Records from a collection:

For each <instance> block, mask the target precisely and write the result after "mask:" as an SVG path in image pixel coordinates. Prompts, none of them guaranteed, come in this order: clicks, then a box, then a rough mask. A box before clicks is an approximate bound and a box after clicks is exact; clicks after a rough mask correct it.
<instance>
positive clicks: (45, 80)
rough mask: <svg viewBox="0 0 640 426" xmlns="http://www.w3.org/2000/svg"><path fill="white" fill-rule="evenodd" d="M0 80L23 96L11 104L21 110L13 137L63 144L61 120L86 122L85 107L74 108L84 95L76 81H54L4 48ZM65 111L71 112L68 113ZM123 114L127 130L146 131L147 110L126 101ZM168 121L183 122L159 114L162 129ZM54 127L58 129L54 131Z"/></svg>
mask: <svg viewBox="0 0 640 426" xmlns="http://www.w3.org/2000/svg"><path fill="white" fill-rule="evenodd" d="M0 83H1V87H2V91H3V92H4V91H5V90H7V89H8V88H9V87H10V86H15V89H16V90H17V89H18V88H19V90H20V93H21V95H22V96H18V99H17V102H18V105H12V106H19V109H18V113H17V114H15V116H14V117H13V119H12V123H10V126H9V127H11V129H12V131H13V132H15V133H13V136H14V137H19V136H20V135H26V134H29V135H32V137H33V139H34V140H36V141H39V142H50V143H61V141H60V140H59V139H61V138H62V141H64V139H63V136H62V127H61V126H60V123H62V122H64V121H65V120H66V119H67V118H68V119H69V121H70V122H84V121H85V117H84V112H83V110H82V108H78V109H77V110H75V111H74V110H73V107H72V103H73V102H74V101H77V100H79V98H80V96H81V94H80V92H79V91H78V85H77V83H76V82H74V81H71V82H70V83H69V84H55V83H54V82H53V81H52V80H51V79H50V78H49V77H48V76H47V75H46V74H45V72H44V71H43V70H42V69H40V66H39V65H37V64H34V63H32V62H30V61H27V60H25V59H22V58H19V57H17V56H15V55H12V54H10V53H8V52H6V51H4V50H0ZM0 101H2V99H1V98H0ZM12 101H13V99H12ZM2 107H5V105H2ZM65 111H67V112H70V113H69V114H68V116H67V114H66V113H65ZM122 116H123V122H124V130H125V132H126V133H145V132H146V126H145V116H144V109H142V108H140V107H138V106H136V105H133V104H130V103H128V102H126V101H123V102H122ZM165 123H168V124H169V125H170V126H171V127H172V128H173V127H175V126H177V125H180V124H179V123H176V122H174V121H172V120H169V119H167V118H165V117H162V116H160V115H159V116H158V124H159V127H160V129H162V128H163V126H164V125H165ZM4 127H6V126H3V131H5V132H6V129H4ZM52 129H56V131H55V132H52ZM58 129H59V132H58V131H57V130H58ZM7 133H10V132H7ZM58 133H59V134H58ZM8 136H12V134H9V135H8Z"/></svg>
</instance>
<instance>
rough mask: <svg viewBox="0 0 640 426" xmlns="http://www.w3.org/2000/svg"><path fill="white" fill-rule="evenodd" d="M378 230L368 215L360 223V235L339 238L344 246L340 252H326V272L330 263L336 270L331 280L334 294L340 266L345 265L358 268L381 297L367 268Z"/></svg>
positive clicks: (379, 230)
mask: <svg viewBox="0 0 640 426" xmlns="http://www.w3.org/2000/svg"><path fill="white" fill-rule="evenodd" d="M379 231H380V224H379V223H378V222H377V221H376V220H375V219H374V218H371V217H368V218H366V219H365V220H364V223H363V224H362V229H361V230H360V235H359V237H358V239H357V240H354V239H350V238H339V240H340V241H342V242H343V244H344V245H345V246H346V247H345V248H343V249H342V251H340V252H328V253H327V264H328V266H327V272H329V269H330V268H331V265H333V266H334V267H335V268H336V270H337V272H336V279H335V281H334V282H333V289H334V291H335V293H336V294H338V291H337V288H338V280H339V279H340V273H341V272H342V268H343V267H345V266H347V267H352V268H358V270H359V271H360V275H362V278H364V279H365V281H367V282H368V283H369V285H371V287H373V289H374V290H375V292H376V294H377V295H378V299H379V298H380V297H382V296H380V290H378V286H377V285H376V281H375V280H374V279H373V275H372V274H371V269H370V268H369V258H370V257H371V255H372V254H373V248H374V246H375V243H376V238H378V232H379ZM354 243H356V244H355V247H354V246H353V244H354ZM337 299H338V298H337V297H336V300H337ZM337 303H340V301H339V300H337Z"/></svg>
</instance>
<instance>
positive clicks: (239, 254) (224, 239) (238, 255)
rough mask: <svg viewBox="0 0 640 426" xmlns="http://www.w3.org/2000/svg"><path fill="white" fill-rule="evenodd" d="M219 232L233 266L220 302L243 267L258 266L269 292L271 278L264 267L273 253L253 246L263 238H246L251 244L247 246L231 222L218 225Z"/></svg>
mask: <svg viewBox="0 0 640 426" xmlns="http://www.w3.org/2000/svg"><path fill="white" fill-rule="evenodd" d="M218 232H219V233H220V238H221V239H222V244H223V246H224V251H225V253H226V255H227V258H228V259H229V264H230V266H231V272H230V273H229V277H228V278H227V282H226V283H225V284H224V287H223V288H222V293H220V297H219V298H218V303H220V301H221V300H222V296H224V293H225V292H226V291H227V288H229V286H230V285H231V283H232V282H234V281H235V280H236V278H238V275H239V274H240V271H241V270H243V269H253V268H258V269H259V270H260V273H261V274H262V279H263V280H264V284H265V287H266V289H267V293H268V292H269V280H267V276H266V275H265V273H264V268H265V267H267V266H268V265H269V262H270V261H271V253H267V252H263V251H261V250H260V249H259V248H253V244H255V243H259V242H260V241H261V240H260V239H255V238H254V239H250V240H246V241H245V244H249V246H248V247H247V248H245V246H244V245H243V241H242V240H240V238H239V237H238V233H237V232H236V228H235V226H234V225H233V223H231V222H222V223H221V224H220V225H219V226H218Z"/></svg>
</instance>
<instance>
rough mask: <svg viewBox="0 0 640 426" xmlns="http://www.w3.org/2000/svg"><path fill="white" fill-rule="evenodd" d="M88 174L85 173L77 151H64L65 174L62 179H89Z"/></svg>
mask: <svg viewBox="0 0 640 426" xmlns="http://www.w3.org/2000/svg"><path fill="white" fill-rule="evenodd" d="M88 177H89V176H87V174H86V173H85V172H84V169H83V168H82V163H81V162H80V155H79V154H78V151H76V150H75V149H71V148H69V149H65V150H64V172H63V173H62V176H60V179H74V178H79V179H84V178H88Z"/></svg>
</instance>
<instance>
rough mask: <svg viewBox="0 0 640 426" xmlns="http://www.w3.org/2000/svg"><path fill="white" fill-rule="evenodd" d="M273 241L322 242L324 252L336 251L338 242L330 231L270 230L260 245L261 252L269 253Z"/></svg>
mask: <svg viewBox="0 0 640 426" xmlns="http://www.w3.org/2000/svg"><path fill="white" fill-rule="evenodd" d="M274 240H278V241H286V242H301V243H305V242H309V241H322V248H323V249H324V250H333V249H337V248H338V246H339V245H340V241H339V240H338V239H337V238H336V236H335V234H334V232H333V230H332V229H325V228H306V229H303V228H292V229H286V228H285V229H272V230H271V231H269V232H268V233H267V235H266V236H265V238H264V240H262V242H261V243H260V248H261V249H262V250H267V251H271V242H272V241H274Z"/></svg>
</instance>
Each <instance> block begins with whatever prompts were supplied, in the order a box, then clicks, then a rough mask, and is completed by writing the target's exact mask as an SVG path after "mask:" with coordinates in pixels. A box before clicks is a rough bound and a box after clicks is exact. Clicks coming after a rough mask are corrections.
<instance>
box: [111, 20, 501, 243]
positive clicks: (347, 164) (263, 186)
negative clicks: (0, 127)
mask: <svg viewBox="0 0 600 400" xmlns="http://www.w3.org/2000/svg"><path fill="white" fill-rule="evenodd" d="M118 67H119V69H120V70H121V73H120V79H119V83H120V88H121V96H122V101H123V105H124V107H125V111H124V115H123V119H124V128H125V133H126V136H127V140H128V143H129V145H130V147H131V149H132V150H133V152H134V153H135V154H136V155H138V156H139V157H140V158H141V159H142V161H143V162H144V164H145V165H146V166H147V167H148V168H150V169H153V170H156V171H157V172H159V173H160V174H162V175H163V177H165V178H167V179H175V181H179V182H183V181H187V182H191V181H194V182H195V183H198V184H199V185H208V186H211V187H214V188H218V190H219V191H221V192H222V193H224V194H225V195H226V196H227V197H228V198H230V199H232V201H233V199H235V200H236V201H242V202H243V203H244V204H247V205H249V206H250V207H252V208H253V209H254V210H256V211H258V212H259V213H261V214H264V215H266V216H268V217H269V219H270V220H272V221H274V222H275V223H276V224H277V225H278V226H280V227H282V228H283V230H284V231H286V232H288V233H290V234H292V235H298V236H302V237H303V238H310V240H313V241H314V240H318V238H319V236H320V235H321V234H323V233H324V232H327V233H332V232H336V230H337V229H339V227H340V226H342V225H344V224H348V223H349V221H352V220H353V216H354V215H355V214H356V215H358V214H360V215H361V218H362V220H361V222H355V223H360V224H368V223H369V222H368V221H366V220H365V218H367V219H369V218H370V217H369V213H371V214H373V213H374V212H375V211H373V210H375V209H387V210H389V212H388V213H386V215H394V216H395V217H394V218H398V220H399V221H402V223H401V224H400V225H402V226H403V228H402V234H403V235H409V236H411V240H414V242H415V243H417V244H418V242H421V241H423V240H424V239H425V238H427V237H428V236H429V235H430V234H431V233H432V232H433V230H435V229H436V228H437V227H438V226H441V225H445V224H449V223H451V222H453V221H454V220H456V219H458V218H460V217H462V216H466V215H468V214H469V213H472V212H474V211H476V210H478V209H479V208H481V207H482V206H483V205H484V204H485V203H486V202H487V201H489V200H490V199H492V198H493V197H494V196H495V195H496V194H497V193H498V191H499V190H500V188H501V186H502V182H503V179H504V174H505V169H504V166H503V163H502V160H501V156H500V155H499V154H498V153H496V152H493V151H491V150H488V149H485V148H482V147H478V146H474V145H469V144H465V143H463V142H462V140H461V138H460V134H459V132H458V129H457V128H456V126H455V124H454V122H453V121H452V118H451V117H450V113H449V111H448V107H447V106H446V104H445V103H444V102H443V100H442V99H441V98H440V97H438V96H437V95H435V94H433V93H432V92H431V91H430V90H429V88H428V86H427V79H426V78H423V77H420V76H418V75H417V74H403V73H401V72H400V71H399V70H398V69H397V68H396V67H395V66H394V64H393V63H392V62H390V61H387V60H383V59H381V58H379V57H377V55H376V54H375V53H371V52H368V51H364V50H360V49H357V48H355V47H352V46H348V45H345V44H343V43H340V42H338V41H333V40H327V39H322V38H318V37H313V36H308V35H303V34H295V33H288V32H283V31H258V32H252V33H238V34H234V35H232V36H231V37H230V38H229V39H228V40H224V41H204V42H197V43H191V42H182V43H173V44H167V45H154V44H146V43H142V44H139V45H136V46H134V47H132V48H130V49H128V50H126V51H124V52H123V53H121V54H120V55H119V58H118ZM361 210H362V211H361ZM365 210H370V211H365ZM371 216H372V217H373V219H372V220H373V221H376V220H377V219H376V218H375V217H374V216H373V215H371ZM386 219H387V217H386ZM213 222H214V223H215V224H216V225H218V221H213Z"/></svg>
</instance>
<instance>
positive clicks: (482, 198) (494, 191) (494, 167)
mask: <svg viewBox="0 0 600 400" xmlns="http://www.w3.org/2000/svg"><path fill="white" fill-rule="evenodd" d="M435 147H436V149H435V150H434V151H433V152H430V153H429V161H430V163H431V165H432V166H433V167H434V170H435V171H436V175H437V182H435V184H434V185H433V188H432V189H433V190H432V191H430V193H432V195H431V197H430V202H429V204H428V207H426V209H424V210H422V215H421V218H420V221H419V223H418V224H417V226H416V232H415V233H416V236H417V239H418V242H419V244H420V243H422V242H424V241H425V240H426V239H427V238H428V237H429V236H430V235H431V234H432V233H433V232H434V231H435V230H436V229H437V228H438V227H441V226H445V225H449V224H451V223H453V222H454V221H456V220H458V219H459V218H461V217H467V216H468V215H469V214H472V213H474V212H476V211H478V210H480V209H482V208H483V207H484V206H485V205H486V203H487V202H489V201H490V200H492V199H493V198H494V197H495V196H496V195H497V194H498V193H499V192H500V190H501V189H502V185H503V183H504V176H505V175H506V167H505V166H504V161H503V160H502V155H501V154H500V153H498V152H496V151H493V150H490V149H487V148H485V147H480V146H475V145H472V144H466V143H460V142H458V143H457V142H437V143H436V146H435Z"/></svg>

> _To do_
Wherever "order" appears in a line of the entries, copy that line.

> _Task answer_
For each <instance> block, mask the target precisely and write the result after "mask:" as an SVG path in image pixel coordinates. Prompts, none of them guaranteed, come in this order: clicks, then a box, then a rough mask. A box before clicks is an approximate bound and a box after clicks is exact; clicks after a rough mask correct it.
Each <instance> block begins with whatever prompts were supplied, in the order a box, then clicks, then a rough mask, and is completed by writing the target's exact mask as an SVG path after "mask:" with coordinates in pixels. A box before clicks is a rough bound and a box after clicks is exact. Clicks coming after a rough mask are corrections.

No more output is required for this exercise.